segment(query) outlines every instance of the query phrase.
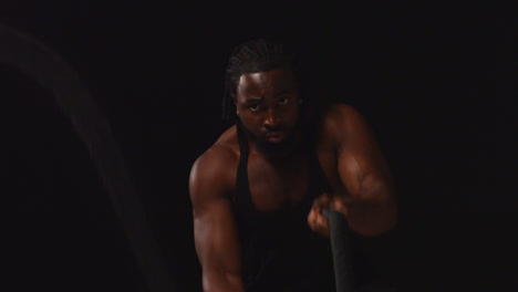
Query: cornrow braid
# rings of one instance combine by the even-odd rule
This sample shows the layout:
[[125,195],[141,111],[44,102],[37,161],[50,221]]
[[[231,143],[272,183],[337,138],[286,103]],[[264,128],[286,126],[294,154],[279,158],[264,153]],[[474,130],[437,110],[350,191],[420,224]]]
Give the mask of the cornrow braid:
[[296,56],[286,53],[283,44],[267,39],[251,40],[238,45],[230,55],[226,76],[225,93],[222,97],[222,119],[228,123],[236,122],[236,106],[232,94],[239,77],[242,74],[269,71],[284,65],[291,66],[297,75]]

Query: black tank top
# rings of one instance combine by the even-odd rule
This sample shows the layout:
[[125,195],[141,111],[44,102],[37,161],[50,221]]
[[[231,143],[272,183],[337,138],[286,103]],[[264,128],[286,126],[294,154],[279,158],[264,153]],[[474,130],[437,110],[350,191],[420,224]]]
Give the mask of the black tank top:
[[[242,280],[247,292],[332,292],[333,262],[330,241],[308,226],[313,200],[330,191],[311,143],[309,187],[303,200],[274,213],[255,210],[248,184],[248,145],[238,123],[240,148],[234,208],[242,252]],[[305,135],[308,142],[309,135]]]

--

EXERCISE BRIEF: Copy the material above word for word, from its start through the line containing "Give the mask of the cornrow", and leave the pictures out.

FULL RESPONSE:
segment(query) outlines every instance of the query phrase.
Query: cornrow braid
# rings of one instance combine by the even-odd rule
This sample shows the layout:
[[125,195],[141,111],[44,102],[37,161],[50,221]]
[[[231,143],[272,183],[337,138],[286,103]],[[264,128],[286,126],[294,154],[279,158],[264,153]],[[474,130],[437,110],[350,191],[420,224]]]
Give the mask of the cornrow braid:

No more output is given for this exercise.